Location annotation dataset excerpts
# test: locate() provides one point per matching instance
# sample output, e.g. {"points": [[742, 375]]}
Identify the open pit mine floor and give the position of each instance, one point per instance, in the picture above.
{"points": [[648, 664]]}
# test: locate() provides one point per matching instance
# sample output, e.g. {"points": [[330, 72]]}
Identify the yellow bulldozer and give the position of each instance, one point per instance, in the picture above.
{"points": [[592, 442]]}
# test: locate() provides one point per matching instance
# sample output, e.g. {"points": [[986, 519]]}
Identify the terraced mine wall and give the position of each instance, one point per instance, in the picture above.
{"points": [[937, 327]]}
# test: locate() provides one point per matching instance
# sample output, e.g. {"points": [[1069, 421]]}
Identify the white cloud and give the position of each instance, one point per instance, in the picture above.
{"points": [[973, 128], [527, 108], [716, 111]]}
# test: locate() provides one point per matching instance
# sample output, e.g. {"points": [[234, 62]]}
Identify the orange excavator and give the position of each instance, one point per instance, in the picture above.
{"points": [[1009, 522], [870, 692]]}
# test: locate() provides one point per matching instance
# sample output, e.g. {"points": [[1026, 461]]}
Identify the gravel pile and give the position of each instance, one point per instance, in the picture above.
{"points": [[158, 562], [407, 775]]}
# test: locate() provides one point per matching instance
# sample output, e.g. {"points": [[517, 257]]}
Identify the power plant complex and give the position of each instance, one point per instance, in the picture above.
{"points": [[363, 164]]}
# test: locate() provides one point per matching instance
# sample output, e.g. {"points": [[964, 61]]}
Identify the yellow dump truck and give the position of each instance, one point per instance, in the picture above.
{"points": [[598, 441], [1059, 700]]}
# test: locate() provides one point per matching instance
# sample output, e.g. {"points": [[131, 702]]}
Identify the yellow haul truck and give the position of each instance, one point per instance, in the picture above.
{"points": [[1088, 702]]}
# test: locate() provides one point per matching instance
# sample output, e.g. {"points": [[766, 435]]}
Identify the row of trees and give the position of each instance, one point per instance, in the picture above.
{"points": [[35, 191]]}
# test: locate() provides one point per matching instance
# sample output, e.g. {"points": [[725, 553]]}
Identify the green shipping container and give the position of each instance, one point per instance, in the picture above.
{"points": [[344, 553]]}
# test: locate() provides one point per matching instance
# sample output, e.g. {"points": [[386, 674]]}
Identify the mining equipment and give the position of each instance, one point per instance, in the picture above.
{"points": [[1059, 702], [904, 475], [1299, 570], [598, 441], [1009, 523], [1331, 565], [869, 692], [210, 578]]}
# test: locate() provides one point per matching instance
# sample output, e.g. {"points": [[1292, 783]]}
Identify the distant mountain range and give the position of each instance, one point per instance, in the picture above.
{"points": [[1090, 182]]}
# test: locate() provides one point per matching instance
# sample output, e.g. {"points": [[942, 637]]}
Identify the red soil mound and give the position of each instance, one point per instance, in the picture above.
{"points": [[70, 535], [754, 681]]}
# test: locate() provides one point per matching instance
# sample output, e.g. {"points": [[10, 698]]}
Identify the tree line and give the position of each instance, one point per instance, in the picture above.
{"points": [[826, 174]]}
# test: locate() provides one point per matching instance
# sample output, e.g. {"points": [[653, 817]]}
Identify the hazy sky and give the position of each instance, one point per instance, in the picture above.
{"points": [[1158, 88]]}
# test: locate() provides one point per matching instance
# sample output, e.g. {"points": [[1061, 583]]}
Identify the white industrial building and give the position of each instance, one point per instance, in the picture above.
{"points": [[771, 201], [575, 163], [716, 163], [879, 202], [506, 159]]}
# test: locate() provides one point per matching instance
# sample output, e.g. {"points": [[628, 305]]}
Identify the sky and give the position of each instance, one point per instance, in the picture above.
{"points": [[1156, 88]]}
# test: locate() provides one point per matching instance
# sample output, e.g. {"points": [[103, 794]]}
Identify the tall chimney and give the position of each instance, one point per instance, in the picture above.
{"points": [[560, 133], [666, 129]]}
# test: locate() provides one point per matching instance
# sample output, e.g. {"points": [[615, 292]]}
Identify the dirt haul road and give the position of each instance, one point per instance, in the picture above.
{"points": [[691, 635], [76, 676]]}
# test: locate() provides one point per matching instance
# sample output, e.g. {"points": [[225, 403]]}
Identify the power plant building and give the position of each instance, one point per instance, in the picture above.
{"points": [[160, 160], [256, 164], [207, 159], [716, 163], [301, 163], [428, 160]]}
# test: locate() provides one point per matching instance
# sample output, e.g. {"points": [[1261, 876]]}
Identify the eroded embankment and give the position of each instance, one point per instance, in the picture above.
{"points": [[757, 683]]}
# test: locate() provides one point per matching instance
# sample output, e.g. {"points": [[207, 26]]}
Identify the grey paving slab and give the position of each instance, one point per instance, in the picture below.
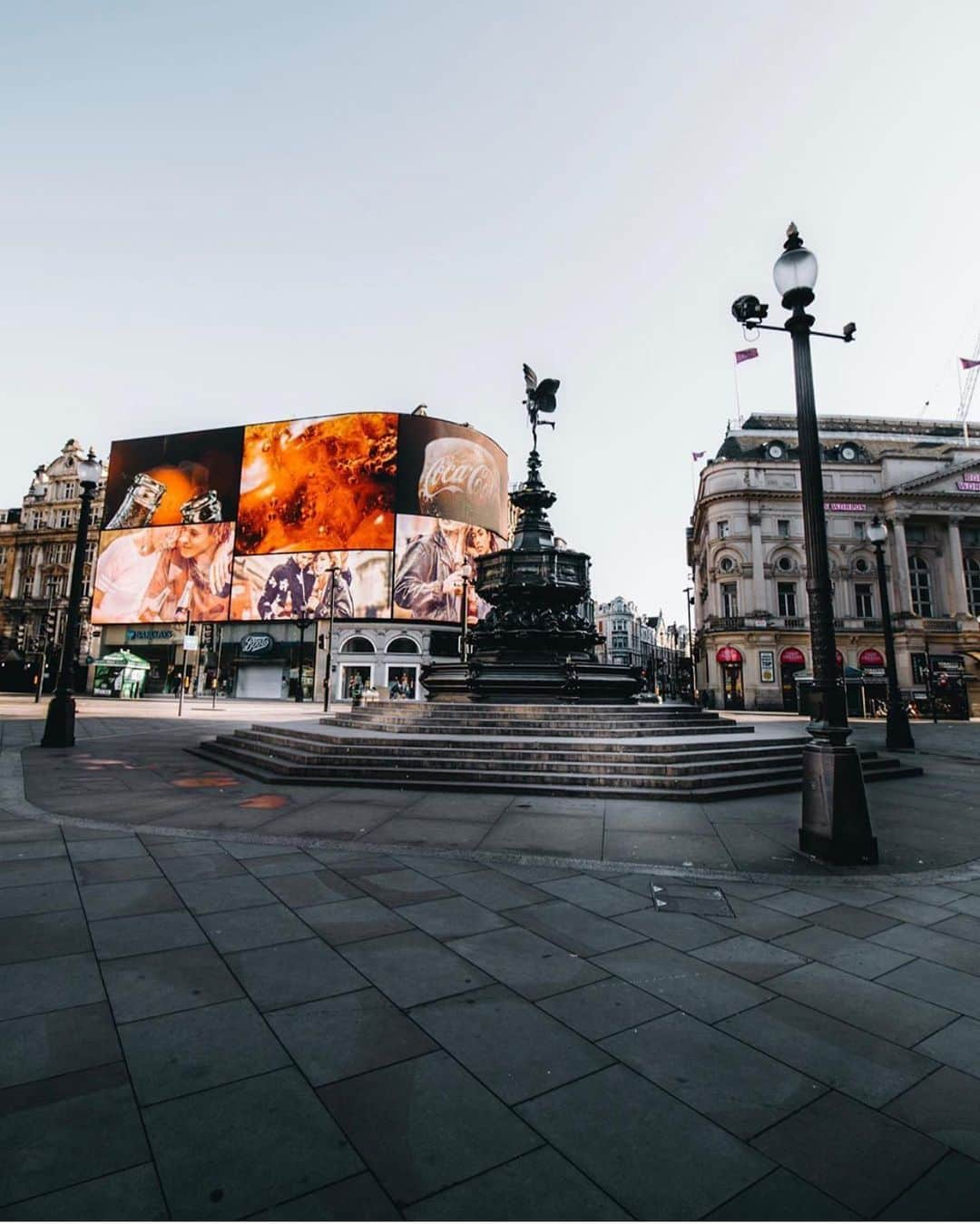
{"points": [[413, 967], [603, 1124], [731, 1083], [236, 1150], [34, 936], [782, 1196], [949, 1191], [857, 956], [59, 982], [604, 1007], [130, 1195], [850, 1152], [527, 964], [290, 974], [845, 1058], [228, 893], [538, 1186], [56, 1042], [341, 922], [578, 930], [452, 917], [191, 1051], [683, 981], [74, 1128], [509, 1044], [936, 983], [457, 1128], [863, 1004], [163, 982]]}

What you should do
Write out the records above exactly as they stand, leaving out every picture.

Response
# test: locate() provides one point per matching instance
# sample output, e.g. {"points": [[742, 375]]}
Identify the open pit mine floor and give the position of each instance, one point per instance, in the picture above.
{"points": [[648, 664]]}
# test: locate() provides one point per matching instance
# sample output, e.g. {"points": [[330, 72]]}
Identify the yellow bulldozer and give the position of each instance, one point per instance, in the picture above.
{"points": [[592, 442]]}
# test: locate() provides one point per matching instance
# sample output, e.g. {"points": [[986, 519]]}
Identify the terraced mine wall and give the position of each instance, one point per instance, in the picture above.
{"points": [[937, 327]]}
# test: locate() provides one point per matching instance
# sample output, e.g. {"points": [[1069, 421]]}
Identify the white cloud and give the position of each instance, one point per instance, in the picture above.
{"points": [[973, 128], [527, 108], [716, 111]]}
# test: locate() provides one point per matching instance
# sample output, e.g. {"points": [[234, 62]]}
Identify the orange excavator and give the position of each instance, one point per instance, in the picture above.
{"points": [[1009, 522], [870, 692]]}
# test: locate() provides one point per matching instance
# sample output, e.g. {"points": [[1026, 461]]}
Identify the gravel pile and give the position of each instance, one point per instance, in the picture above.
{"points": [[158, 562], [407, 775]]}
# test: locate() provides one point per matching instance
# sample output, e.g. {"points": [[517, 257]]}
Identify the power plant complex and give the position of each instance, one point per instance, in the picture above.
{"points": [[363, 164]]}
# test: locate() provides one point per matching instance
# sample output, e.g. {"points": [[964, 61]]}
Identify the yellow dump truck and give the position of each instance, one point per instance, in the picture above.
{"points": [[598, 441], [1059, 700]]}
# test: locate() provides one point per matching instance
# sample output, e.g. {"points": [[131, 702]]}
Identify the yellow haul truck and give the position of each instance, one point per instance, in the picture above.
{"points": [[1088, 702]]}
# test: locate() provides one point per matching instance
# sample output, e.g. {"points": [[766, 435]]}
Identify the row of trees and give the position of each instance, one point per instance, in the picture above.
{"points": [[35, 191]]}
# test: locate() provides one point per matching instance
# sample output, e.g. {"points": [[725, 553]]}
Identify the green shipping container and give the position of each instance, one point per instance, in the picture above.
{"points": [[344, 553]]}
# test: locate() provides one point per matching instance
# sample output, e.g. {"points": [[386, 674]]}
Identify the mining equipment and give the position of each instance, one point per instance, in the picture above.
{"points": [[1059, 702], [904, 475], [1299, 570], [598, 441], [1009, 523], [1331, 565], [869, 692], [210, 578]]}
# test: locate() provides one point per matching instance
# sample output, e.g. {"points": [[1292, 783]]}
Identify the distant mountain range and give the position of each instance, one point per instance, in the picture above.
{"points": [[1090, 182]]}
# test: locate() provides one point per matching instance
# sample output, e.g. {"points": [[942, 637]]}
Identify the red soil mound and give the position of each instance, one point per instance, in the picture above.
{"points": [[70, 535], [754, 681]]}
# test: locate() provides one point per matching instance
# sample output, e.g. {"points": [[10, 698]]}
Identify the tree line and give the position of each instance, one point per instance, in the picture above.
{"points": [[826, 174]]}
# test: locate() provides one point per matching instance
# sample output, e.g. {"points": [[653, 817]]}
Identify the hazy sky and give the position of each instance, one point per instance, in the picture above.
{"points": [[1158, 88]]}
# test: locate() provides one point per matching instance
# sample output, e.g. {"points": [[1061, 583]]}
Identify the white industrial building and give the position of each instance, one point per instance, in the picture above.
{"points": [[771, 201], [575, 163], [716, 163], [879, 202], [506, 159]]}
# test: locate() provides one point per matching instance
# sample output, e.g. {"points": [[628, 305]]}
Identify the sky and give the position of each instance, one point per instance, in the picture above.
{"points": [[1156, 88]]}
# test: locate() provides one point per matching instance
# sample output, e.g. {"points": [[103, 794]]}
Identify the tall chimney and give the position of each instance, one point per instance, in the picture above.
{"points": [[560, 133], [666, 129]]}
# test: locate() provides one point per matching instance
# sample output, e.g. {"points": [[615, 292]]}
Identify the dirt haul road and give the position of each instance, one point per instance, in the picture above.
{"points": [[691, 635], [76, 676]]}
# test: locate() provides one point per matching instance
# sample output, e.g. {"points": [[225, 403]]}
Identify the power plant building and give the position of each instance, one point per instance, in the picture above.
{"points": [[160, 160], [256, 164], [207, 159], [716, 163], [301, 163], [428, 160]]}
# test: locate() provides one point per matching instance
# sample output, e.g. {"points": [[1261, 876]]}
Identify the eroded embankment and give the position of each instance, one point per instance, in the picture above.
{"points": [[757, 683]]}
# test: locate() provides one point per matching instance
# sample output, e.g. {"points": [[207, 26]]}
Identify the grey paving slab and give the position of each instance, one point per instance, in the picture below.
{"points": [[413, 967], [603, 1124], [731, 1083], [236, 1150], [34, 936], [782, 1196], [949, 1191], [857, 956], [59, 982], [604, 1007], [130, 1195], [850, 1152], [527, 964], [290, 974], [845, 1058], [228, 893], [538, 1186], [56, 1042], [341, 922], [578, 930], [452, 917], [191, 1051], [683, 981], [74, 1128], [509, 1044], [936, 983], [457, 1128], [863, 1004], [163, 982]]}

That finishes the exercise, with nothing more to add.